Referring expression data ::

┄┄┄┄┄┄┄┄┄┄┄┄┄┄┄┄┄┄┄┄

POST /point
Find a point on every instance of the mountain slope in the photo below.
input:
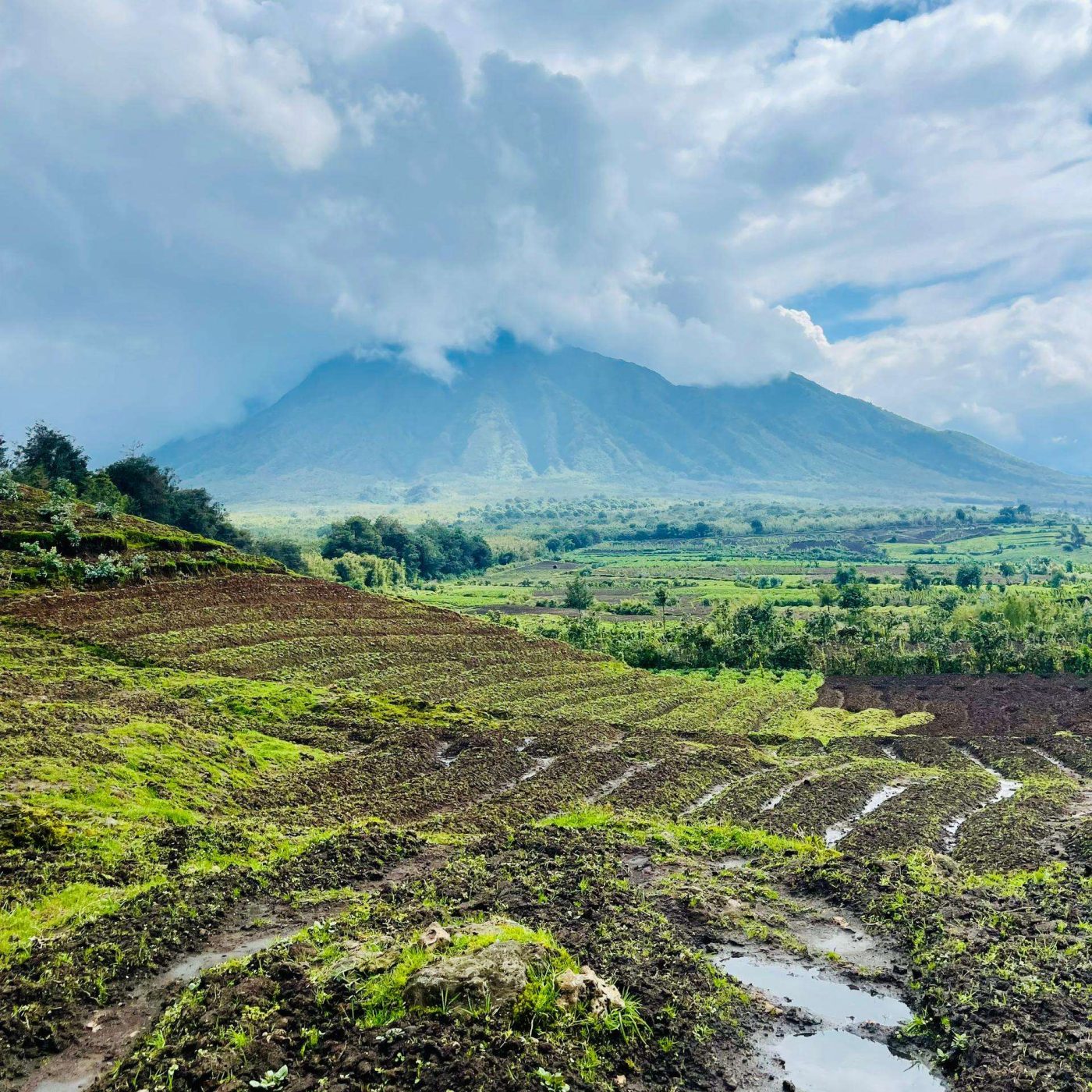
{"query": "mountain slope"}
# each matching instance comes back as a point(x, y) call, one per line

┄┄┄┄┄┄┄┄┄┄┄┄┄┄┄┄┄┄┄┄

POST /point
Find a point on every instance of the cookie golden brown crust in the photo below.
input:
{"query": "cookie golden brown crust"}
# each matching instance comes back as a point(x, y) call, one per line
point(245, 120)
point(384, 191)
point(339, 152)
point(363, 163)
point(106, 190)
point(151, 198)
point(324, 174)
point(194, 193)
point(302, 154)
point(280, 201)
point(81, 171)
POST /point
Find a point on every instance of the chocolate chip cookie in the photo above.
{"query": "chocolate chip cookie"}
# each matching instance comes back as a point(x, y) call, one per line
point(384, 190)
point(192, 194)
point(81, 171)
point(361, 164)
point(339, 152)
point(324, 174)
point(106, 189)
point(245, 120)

┄┄┄┄┄┄┄┄┄┄┄┄┄┄┄┄┄┄┄┄

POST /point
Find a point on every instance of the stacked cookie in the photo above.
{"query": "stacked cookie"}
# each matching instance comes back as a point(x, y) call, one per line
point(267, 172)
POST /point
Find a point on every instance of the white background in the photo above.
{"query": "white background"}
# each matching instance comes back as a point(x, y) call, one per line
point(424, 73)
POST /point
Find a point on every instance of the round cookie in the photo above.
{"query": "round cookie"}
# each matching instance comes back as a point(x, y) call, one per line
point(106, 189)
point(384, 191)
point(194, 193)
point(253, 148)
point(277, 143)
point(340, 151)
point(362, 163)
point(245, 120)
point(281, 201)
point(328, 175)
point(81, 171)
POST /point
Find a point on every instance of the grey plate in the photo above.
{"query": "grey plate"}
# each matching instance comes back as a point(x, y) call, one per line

┄┄┄┄┄┄┄┄┄┄┄┄┄┄┄┄┄┄┄┄

Work instructions ::
Work out how many lines of the records contain the string "stacked". Nothing but the number should be written.

Response to the task ::
2